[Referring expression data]
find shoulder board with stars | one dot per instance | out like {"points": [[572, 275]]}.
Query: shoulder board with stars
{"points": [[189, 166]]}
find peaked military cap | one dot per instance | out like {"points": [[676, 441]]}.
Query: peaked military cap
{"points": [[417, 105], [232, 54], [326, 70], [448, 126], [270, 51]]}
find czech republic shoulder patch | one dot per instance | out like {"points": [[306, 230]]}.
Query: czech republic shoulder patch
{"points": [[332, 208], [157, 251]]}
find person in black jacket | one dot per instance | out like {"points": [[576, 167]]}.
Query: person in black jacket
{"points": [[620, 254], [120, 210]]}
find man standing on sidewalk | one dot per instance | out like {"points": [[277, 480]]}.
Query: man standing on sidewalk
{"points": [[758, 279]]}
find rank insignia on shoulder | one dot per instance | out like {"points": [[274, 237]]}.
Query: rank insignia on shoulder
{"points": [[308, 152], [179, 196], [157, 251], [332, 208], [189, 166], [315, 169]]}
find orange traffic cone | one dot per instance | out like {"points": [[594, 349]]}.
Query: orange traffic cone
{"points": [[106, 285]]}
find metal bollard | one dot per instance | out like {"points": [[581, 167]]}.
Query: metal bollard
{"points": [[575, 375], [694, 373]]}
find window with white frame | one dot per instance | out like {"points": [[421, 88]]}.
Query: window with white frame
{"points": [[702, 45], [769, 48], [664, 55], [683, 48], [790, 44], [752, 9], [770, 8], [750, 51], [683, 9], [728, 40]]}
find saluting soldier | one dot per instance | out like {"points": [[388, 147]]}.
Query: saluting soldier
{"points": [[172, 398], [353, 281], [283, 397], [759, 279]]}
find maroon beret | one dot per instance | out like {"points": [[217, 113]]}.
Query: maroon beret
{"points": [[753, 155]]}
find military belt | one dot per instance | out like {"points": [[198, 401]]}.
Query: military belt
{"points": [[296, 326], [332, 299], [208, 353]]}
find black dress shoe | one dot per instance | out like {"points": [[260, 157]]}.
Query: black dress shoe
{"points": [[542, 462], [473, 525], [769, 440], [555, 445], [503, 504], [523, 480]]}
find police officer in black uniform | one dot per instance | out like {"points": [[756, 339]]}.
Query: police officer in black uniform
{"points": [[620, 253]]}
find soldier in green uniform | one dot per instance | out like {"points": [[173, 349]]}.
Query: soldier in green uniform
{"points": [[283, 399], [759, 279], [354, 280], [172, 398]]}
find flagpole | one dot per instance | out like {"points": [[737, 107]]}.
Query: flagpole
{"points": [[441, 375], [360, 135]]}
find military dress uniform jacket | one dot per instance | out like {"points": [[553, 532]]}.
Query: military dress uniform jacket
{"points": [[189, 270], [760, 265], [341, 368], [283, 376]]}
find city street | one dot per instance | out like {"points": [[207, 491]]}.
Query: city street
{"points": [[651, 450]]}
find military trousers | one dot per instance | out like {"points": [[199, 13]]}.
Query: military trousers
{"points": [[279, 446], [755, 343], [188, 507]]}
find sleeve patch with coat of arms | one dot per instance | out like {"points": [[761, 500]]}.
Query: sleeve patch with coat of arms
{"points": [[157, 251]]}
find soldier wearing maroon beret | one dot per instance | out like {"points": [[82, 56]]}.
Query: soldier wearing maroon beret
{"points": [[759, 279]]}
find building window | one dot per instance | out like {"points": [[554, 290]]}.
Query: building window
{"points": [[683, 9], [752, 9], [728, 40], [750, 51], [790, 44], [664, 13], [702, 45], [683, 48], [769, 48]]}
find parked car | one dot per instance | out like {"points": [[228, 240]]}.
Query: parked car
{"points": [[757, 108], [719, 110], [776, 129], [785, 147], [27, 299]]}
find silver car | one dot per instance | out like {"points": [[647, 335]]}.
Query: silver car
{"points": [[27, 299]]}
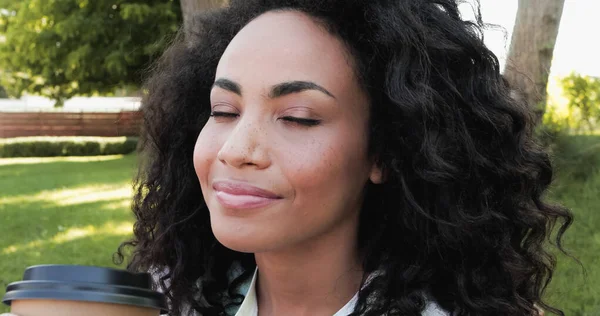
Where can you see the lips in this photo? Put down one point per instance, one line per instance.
(243, 196)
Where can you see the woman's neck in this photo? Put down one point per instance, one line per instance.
(315, 278)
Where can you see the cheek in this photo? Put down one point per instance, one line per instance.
(333, 163)
(205, 153)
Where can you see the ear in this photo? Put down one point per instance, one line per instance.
(376, 175)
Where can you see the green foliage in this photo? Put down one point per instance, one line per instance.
(62, 210)
(3, 93)
(66, 146)
(62, 48)
(572, 290)
(583, 93)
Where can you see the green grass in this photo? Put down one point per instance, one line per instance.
(578, 188)
(76, 211)
(62, 211)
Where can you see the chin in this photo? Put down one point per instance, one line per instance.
(239, 237)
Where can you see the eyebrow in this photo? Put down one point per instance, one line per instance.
(278, 90)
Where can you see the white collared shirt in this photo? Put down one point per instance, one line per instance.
(249, 306)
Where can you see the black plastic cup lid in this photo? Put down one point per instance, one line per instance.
(84, 283)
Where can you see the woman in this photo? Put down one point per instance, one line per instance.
(307, 157)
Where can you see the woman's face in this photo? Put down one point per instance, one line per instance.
(283, 160)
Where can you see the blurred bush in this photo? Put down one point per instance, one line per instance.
(66, 146)
(575, 155)
(583, 94)
(3, 93)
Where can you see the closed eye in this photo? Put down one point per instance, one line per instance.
(223, 114)
(301, 121)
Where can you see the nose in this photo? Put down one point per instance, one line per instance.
(246, 145)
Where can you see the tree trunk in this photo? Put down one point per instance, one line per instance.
(531, 49)
(191, 7)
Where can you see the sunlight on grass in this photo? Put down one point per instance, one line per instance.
(41, 160)
(108, 229)
(64, 197)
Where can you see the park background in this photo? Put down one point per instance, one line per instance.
(74, 208)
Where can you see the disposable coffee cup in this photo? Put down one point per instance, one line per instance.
(68, 290)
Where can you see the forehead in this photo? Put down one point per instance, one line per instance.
(284, 46)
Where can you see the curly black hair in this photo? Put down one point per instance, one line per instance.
(460, 215)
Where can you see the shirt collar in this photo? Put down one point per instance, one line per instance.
(249, 306)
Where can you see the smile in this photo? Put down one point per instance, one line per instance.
(243, 196)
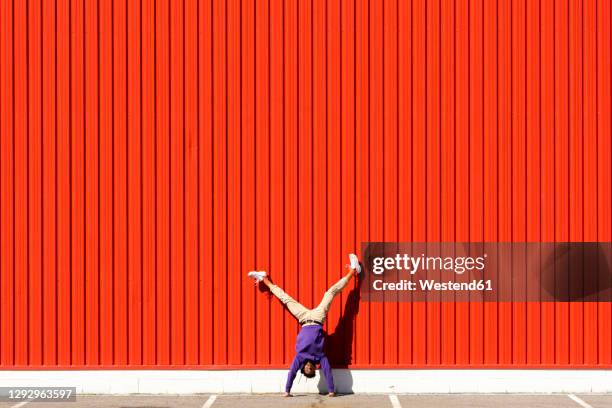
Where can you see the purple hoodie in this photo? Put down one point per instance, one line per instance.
(309, 346)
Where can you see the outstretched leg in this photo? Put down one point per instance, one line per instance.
(295, 308)
(320, 312)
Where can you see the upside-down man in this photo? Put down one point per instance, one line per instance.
(310, 342)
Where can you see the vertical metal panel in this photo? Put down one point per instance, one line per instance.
(153, 152)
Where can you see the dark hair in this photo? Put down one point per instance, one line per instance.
(310, 375)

▶ **Your assignment**
Reproduce the data above word for word and omit the images.

▶ **Solution to this problem**
find shoulder board with stars | one dot per instance | out like {"points": [[572, 275]]}.
Query: shoulder board with stars
{"points": [[189, 166]]}
find peaked military cap | one dot per instance | out like {"points": [[676, 441]]}.
Query: peaked military cap
{"points": [[417, 105], [232, 54], [326, 70], [448, 126], [270, 51]]}
find czech republic shoulder patch | one dot per instance | out like {"points": [[306, 230]]}.
Query: czech republic shoulder patch
{"points": [[332, 208], [157, 251]]}
find person in black jacket | one dot per instance | out like {"points": [[576, 167]]}.
Query: person in black jacket
{"points": [[620, 254], [120, 210]]}
find man standing on sidewalk | one dot per instance | out like {"points": [[277, 480]]}.
Query: man standing on sidewalk
{"points": [[758, 279]]}
find rank insignia on shoulder | one dot per instance | out like {"points": [[274, 237]]}.
Query: rank insignia on shoulder
{"points": [[308, 152], [179, 196], [157, 251], [332, 208], [189, 166], [315, 169]]}
find orange traffic cone | one dot per instance | out like {"points": [[594, 349]]}.
Query: orange traffic cone
{"points": [[106, 285]]}
find metal bollard | one dot per instance | out like {"points": [[581, 167]]}.
Query: metal bollard
{"points": [[575, 375], [694, 373]]}
find window with white frame | one dot per instance | out like {"points": [[421, 88]]}.
Query: window with white frame
{"points": [[702, 45], [769, 48], [664, 55], [683, 48], [790, 44], [752, 9], [770, 8], [750, 51], [683, 9], [728, 40]]}
find saluting soldier | one dot per instance | out like {"points": [[388, 147]]}.
Query: saluting soldier
{"points": [[172, 398], [353, 281], [283, 397], [759, 279]]}
find maroon beret | one dot per instance | out like {"points": [[217, 113]]}.
Query: maroon beret
{"points": [[753, 155]]}
find military belt | one dot per instance | out like {"points": [[198, 401]]}.
Query: military belt
{"points": [[296, 326], [332, 299], [208, 353]]}
find black dress shoe | one dot per instance | out like {"points": [[260, 157]]}.
Query: black dress shoe
{"points": [[542, 462], [473, 525], [769, 440], [555, 445], [503, 504], [523, 480]]}
find police officer in black uniform | one dot per instance | out like {"points": [[756, 339]]}.
Query: police officer in black uniform
{"points": [[620, 253]]}
find soldier in green uniform | one dot per instance | out like {"points": [[173, 349]]}.
Query: soldier in green uniform
{"points": [[283, 399], [759, 279], [354, 280], [172, 398]]}
find flagpole | one dot per instance | out like {"points": [[737, 107]]}.
Query: flagpole
{"points": [[441, 375], [360, 135]]}
find military dress uniform jacket | one dot per instance | out like {"points": [[553, 532]]}.
Query: military dress uniform jacket
{"points": [[189, 270], [760, 265], [341, 368], [283, 376]]}
find city street | one dot per instance | out like {"points": [[207, 491]]}.
Query: city street
{"points": [[651, 450]]}
find military trousers | one dot per instance | out like {"points": [[199, 13]]}.
Query: military trousers
{"points": [[279, 446], [755, 343], [188, 507]]}
find sleeve patch with coat of arms | one dot per instance | out like {"points": [[761, 500]]}.
Query: sleeve patch with coat of arms
{"points": [[157, 251]]}
find soldier wearing maroon beret | one dot per instance | out like {"points": [[82, 56]]}.
Query: soldier wearing maroon beret
{"points": [[759, 279]]}
find building window | one dot per instance | out like {"points": [[554, 290]]}.
Query: building window
{"points": [[683, 9], [752, 9], [728, 40], [750, 51], [790, 44], [664, 13], [702, 45], [683, 48], [769, 48]]}
find parked car | one dot per instance | out like {"points": [[228, 240]]}.
Query: parked car
{"points": [[757, 108], [719, 110], [776, 129], [785, 147], [27, 299]]}
find silver car | one dot per instance | out like {"points": [[647, 335]]}.
Query: silver car
{"points": [[27, 299]]}
Where can you see the lips in this photo? Put down one point per instance, one line per instance.
(243, 196)
Where can you see the woman's neck in this photo? Put down one point per instance, one line per instance.
(315, 278)
Where can you see the cheek in this photo? Put down one point per instance, one line per instance.
(333, 163)
(205, 153)
Where can you see the ear in this photo? Put down one point per instance, one line per instance.
(376, 175)
Where can you see the green foliage in this photo? Put down one point per instance, one line per instance.
(62, 210)
(3, 93)
(66, 146)
(62, 48)
(572, 290)
(583, 93)
Where can you see the green grass in this photo? Put down one point per instance, one line per instance.
(578, 188)
(76, 211)
(62, 211)
Where can you see the chin in this photo? Put down one point per instance, one line per instance.
(239, 237)
Where can you see the eyebrow in this photo? Put down one point per instance, one line per instance.
(278, 90)
Where can you see the white collared shirt in this photo? Put down one point per instance, one line per instance.
(249, 306)
Where can you see the black plastic cup lid in this photo? Put down one point per instance, one line per instance.
(84, 283)
Where can you see the woman in this photo? Put down one point per instance, one line per instance.
(307, 157)
Where can you see the woman's face in this photo? Put down one point per instance, one line per instance.
(283, 160)
Where can you see the blurred bush in this photo? Put down one point per instance, one line per instance.
(66, 146)
(575, 155)
(583, 94)
(3, 93)
Where can you see the closed eye in this photo? Put down one point per instance, one line per instance.
(223, 114)
(301, 121)
Where can you see the nose in this photo? Put down one point per instance, one line per instance.
(246, 145)
Where can you see the tree trunk in this photo? Put down one point per instance, one line per instance.
(531, 49)
(191, 7)
Where can you see the sunlight on grass in this photo? Put down one point per instance, one line per instance.
(41, 160)
(108, 229)
(64, 197)
Where can you see the park background in this photo? Put down one point per instance, one line per instance.
(74, 208)
Where can you see the disposable coffee cup in this photo? Put down one point per instance, one line per instance.
(68, 290)
Where can you see the forehead in this photo? Put down one point per instance, one line per instance.
(284, 46)
Where can you see the curly black hair in this photo? Put down one point per instance, one line per instance.
(460, 215)
Where can you see the shirt collar in this photo? Put down one point per instance, one line per instance.
(249, 306)
Where can you see the smile in this photo? Put down one point per instance, one line per instance.
(243, 196)
Where can you see the purple hoodie in this photo? Put down one point per instance, one line per instance.
(309, 346)
Where can you see the outstretched leg in this photo? Put down one point per instance, one line per instance.
(295, 308)
(320, 312)
Where can you see the upside-down man in this photo? Put down one point per instance, one line per instance.
(310, 342)
Where can you see the vertical metal panel in this photo? Put down one point per instance, one line per instance.
(153, 152)
Where can you see the dark hair in this photo? Put down one point per instance, one line per instance.
(310, 375)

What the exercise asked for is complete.